**EXERCISE:** Convert the material between the lines holding "[trace] dark suit jacket -> outlines" and "188L674 230L666 239L641", inclusive, into a two-column CSV with the columns request and answer. Give one row per request, put each value in a single quoted field, and replace line breaks with spaces.

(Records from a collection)
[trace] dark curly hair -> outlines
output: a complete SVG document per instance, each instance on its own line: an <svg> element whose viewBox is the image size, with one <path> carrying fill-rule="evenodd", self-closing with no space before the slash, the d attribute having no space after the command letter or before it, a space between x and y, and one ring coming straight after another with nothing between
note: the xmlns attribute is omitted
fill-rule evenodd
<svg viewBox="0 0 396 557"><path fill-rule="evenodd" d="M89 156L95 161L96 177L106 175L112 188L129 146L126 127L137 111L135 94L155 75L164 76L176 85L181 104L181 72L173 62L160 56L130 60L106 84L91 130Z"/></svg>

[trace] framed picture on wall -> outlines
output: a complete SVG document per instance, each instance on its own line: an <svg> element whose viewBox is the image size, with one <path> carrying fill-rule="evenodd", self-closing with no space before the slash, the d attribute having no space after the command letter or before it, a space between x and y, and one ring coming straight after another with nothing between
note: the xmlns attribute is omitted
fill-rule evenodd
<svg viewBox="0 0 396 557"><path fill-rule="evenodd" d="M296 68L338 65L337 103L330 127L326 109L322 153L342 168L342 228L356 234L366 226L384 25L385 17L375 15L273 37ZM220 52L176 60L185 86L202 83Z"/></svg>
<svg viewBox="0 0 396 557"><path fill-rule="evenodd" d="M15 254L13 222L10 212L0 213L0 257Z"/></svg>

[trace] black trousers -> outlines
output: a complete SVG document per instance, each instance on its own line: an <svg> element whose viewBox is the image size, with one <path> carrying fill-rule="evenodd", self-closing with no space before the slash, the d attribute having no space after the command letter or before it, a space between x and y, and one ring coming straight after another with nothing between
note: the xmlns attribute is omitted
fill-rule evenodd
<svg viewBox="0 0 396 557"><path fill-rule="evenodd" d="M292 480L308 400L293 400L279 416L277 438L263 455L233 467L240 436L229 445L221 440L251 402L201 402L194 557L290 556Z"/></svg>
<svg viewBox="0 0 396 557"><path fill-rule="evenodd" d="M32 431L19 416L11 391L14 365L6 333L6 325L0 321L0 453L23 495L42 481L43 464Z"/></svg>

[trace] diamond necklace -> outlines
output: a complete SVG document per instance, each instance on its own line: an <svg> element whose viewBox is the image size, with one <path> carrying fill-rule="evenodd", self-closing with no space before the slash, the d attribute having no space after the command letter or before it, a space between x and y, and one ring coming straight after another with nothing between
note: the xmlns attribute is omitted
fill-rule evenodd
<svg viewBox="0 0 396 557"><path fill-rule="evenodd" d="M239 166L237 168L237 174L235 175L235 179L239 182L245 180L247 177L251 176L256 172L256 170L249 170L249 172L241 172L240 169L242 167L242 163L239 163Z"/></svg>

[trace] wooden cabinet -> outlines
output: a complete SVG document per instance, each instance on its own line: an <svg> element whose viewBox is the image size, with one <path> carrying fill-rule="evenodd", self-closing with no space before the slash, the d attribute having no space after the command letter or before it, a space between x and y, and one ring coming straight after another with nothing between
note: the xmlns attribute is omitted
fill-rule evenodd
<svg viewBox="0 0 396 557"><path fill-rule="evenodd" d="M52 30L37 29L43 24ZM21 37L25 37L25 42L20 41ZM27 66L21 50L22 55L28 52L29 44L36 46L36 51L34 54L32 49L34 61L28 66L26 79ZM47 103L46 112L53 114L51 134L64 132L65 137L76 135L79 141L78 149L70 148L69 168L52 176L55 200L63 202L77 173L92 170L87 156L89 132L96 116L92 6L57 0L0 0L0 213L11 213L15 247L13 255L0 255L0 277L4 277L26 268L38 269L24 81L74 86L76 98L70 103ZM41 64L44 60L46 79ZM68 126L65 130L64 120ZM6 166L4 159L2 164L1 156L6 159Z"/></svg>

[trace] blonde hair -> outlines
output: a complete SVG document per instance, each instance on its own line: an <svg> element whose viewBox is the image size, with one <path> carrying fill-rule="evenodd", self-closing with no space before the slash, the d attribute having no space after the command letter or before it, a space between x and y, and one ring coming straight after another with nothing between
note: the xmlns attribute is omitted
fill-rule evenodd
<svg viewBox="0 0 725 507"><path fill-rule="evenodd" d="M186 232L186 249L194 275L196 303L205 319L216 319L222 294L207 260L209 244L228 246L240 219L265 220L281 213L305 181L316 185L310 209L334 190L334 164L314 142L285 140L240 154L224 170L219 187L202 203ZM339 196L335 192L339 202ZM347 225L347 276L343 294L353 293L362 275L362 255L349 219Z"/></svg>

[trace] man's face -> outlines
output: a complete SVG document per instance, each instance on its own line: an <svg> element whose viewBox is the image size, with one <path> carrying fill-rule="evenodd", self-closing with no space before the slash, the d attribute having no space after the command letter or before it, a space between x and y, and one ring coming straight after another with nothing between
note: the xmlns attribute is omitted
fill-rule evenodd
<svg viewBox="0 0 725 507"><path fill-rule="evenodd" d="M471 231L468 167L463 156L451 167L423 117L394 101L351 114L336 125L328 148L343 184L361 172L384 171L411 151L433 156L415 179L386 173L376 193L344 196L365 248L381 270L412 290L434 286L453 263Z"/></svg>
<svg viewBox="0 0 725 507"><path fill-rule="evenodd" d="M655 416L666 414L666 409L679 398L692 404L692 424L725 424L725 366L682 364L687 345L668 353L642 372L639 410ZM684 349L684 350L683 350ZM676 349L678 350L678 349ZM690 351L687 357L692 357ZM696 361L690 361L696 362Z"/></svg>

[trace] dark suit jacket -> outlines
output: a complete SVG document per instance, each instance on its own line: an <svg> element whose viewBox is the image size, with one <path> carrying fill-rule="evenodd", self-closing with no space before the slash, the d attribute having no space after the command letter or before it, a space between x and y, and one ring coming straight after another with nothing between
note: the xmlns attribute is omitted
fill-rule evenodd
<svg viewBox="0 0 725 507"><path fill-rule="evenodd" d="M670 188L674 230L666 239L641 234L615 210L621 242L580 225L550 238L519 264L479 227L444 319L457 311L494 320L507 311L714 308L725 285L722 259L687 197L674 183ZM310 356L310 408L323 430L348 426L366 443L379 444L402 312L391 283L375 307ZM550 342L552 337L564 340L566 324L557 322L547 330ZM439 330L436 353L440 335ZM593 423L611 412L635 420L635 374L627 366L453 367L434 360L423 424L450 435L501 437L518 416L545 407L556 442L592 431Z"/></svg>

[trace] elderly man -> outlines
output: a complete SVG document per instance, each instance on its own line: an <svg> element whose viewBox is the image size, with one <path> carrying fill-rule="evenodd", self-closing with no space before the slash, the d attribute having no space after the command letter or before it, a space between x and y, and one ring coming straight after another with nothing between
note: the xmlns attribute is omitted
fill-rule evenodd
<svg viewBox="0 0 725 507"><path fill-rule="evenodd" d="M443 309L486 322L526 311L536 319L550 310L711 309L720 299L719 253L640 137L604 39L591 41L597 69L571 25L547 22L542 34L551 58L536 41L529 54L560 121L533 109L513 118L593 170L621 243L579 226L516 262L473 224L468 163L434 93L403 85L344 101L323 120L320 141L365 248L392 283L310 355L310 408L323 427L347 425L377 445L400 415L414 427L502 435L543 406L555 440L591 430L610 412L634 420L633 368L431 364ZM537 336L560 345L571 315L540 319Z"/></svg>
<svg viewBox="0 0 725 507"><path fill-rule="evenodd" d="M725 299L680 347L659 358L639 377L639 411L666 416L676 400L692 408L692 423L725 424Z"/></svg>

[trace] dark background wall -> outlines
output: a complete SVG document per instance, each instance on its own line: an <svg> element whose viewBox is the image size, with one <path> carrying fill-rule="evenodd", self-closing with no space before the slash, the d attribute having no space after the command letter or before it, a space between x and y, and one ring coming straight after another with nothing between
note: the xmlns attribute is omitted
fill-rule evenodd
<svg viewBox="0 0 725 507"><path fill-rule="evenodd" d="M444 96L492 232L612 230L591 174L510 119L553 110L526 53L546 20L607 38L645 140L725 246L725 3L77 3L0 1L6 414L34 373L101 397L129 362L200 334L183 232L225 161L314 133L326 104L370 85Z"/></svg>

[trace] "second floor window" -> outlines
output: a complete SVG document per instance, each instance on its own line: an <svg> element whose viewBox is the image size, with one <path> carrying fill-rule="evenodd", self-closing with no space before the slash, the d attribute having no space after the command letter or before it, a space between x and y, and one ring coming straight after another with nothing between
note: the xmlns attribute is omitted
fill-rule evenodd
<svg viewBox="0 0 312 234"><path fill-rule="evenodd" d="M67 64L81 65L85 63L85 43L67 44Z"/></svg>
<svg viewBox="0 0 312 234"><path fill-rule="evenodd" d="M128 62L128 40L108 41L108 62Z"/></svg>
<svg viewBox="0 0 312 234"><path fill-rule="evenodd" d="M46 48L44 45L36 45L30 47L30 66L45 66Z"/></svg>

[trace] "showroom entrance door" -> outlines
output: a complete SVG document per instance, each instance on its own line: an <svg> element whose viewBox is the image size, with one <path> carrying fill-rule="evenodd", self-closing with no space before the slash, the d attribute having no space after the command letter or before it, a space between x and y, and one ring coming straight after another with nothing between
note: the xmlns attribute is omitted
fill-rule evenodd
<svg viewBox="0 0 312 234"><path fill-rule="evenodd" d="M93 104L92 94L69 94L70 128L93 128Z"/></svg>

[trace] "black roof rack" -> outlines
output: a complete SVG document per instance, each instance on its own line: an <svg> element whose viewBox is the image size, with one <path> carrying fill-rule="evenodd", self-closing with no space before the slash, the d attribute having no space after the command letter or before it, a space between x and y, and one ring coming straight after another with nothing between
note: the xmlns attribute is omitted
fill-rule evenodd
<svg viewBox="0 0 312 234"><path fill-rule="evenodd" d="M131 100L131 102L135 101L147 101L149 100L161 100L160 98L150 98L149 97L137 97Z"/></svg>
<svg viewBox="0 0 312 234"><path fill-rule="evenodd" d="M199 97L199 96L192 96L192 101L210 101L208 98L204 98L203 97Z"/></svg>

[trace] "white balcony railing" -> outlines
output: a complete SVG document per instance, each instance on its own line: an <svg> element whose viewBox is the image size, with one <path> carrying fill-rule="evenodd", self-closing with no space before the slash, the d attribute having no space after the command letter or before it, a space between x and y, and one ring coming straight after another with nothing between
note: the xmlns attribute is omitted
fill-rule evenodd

**FINISHED TASK:**
request,answer
"[trace] dark suit jacket -> outlines output: a complete SVG document per instance, each instance on its own line: an <svg> element whose viewBox is the image size, with one <path> carrying fill-rule=""evenodd"", self-closing with no space before the slash, the d attribute having no space after the command letter or before it, a space between x and y, and one ring coming straight after another with nothing between note: the xmlns attribute is omitted fill-rule evenodd","<svg viewBox=""0 0 725 507""><path fill-rule=""evenodd"" d=""M670 188L674 230L666 239L641 234L615 210L621 242L580 225L550 238L519 264L479 227L444 319L457 311L494 320L507 311L714 308L725 285L722 259L687 197L674 183ZM310 356L310 408L323 430L348 426L366 443L379 444L402 312L391 283L375 307ZM550 342L552 337L564 340L566 324L557 322L547 330ZM439 330L436 353L440 335ZM593 423L611 412L635 420L635 374L627 366L453 367L434 360L423 424L450 435L501 437L518 416L545 407L556 442L592 431Z""/></svg>"